Dataset rows

>>>

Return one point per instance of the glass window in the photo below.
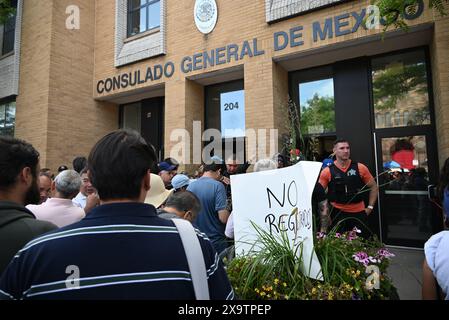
(316, 100)
(397, 119)
(9, 30)
(143, 15)
(406, 118)
(131, 116)
(399, 84)
(7, 119)
(388, 122)
(225, 111)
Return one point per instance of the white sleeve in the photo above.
(431, 247)
(229, 231)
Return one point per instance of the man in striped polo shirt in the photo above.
(121, 250)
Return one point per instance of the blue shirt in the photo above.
(212, 195)
(119, 251)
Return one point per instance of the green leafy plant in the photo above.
(273, 269)
(393, 10)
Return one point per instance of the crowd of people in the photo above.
(110, 220)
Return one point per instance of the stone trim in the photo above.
(280, 9)
(10, 63)
(151, 45)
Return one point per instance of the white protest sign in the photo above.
(232, 113)
(277, 200)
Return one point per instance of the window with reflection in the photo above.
(7, 119)
(316, 100)
(316, 105)
(143, 15)
(406, 117)
(388, 122)
(9, 31)
(399, 84)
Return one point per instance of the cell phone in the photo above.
(432, 192)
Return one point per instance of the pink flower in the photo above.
(320, 235)
(356, 230)
(362, 257)
(384, 253)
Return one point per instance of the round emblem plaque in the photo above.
(205, 14)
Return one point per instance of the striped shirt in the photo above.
(119, 251)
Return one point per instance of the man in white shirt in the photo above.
(59, 209)
(87, 197)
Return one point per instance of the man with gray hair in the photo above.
(60, 209)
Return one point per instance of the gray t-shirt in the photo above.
(212, 195)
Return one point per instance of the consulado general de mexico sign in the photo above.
(329, 28)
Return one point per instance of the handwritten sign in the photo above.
(277, 201)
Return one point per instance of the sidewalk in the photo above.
(406, 272)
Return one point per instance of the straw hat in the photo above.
(157, 193)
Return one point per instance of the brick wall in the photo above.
(55, 108)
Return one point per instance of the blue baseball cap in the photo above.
(165, 166)
(179, 181)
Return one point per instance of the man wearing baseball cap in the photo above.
(180, 182)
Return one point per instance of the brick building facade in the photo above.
(72, 85)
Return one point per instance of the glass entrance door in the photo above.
(405, 171)
(406, 147)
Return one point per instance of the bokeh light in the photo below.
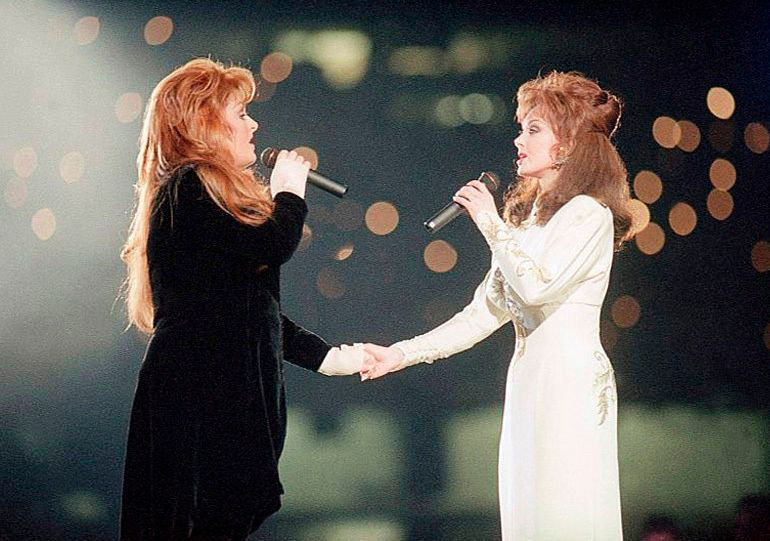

<<<

*SHORT TASK*:
Format every line of the data above as a JSON list of strings, one string per line, skipping blank lines and omitting the pictures.

*WORKED ANSWER*:
[
  "Return one point per instance of the glass window in the photo below.",
  "(316, 100)",
  "(397, 119)",
  "(9, 30)",
  "(143, 15)",
  "(406, 118)",
  "(131, 116)",
  "(399, 84)",
  "(7, 119)",
  "(388, 122)",
  "(225, 111)",
  "Return one point per instance of the white sleeve in the photo above.",
  "(431, 247)",
  "(229, 231)",
  "Return one point per instance of the man in striped polo shirt in the photo above.",
  "(121, 250)",
  "Return one point per instance of the blue shirt in the photo above.",
  "(212, 195)",
  "(119, 251)",
  "Return one point per instance of the green leafy plant in the photo above.",
  "(273, 269)",
  "(393, 10)",
  "Return one point per instance of the crowd of people in the photo above.",
  "(110, 220)",
  "Return one point per instance of the stone trim in the photo above.",
  "(280, 9)",
  "(10, 63)",
  "(151, 45)",
  "Return one point per instance of the white protest sign in the photo above.",
  "(232, 113)",
  "(277, 200)",
  "Return one point per instance of the window with reflection in the photo above.",
  "(7, 119)",
  "(316, 100)",
  "(316, 105)",
  "(143, 15)",
  "(406, 117)",
  "(388, 122)",
  "(9, 31)",
  "(399, 84)",
  "Return one point per instance of the cell phone in the photo above.",
  "(432, 192)",
  "Return one point per instance of the pink flower in the photo above.",
  "(320, 235)",
  "(356, 230)",
  "(362, 257)",
  "(384, 253)",
  "Return one point per instance of the round emblem plaque in the photo above.",
  "(205, 14)",
  "Return one point per instance of the striped shirt in the photo above.",
  "(119, 251)",
  "Return one point per instance of the man in white shirt in the photo above.",
  "(59, 209)",
  "(87, 197)",
  "Return one point per instance of the man with gray hair in the photo above.",
  "(60, 209)",
  "Return one point per instance of the gray t-shirt in the photo above.",
  "(212, 195)",
  "Return one point per instance of the consulado general de mexico sign in the photo above.",
  "(329, 28)",
  "Return one point per instance of the handwritten sign in the photo above.",
  "(277, 201)",
  "Return one point per instance of the sidewalk in the photo above.",
  "(406, 272)",
  "Return one point per instance of the straw hat in the photo above.",
  "(157, 193)",
  "Return one point per instance of the brick wall in the photo above.",
  "(55, 108)",
  "Return one point per instance of the blue baseball cap in the photo above.",
  "(165, 166)",
  "(179, 181)",
  "Return one point per instance of the man wearing baseball cap in the photo above.",
  "(180, 182)",
  "Return one point per instance of the brick building facade in the photo above.",
  "(72, 85)",
  "Return one point per instance of the glass entrance door in the photo above.",
  "(405, 171)",
  "(406, 147)",
  "Return one point per instance of the bokeh light in the photo below."
]